SELECTED EXCERPT Block Start
January 13, 2022  • Newsletter

This Month’s Money Message: Pause

I used to work with an amazing woman who refused to make major life decisions in January or February. She swore that none of us (in the northern hemisphere at least) were thinking clearly, what with the gray skies, the prolonged cold, and the limited sunshine.

And right now, with prolonged pandemic fatigue, decision fatigue, and fleeting “still barely hanging on despite everything” moments of hope, her rule seems more apt than ever before.

So this month, let’s pause. Let’s not obsess about setting goals for 2022 or planning financially for long-term success. Let’s not add oodles of to-do lists to brand new (deliriously optimistic) planners. Let’s not reinvent ourselves or seize days or claim this as our year.

Let’s just pause.

Let’s not obsess about setting goals for 2022…

Several clients shared trauma-like responses they experienced towards the end of 2021, and if my social media feeds and conversations with friends are any indicator, plenty of us are coping with low-level trauma-responses, even as we continue creating, surviving, parenting, and coping. And that’s okay. But that also means we’re not really in a position to plan. We’re in a position to pause.
SELECTED EXCERPT Block End
PROBLEMS AND TASKS >>
(1) Answer these questions about the newsletter:
(a) In which months did the former coworker refuse to make major life decisions?
(b) What three conditions did she blame for people not thinking clearly?
(c) What did several clients share that they experienced towards the end of 2021?
(2) Reproduce the part of the newsletter that opens with the words containing "Several clients shared" and closes with "position to pause.", replacing "friends" with "family".
ENTRIES SHOWN Block Start
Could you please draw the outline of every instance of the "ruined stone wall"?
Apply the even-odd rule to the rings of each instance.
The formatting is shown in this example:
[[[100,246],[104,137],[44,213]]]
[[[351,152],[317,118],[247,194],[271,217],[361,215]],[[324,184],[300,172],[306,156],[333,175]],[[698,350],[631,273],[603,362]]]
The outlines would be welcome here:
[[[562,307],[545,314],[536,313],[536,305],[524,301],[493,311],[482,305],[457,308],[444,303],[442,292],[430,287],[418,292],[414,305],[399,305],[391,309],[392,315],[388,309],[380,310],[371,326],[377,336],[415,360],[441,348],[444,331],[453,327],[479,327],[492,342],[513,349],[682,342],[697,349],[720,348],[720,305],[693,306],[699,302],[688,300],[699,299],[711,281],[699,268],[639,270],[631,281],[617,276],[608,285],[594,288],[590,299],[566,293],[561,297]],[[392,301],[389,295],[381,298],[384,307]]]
ENTRIES SHOWN Block End
SOLUTIONS TO EACH TASK >>
(1)
(a) January or February.
(b) The gray skies, the prolonged cold, and the limited sunshine.
(c) Trauma-like responses.

(2)
Several clients shared trauma-like responses they experienced towards the end of 2021, and if my social media feeds and conversations with family are any indicator, plenty of us are coping with low-level trauma-responses, even as we continue creating, surviving, parenting, and coping. And that’s okay. But that also means we’re not really in a position to plan. We’re in a position to pause.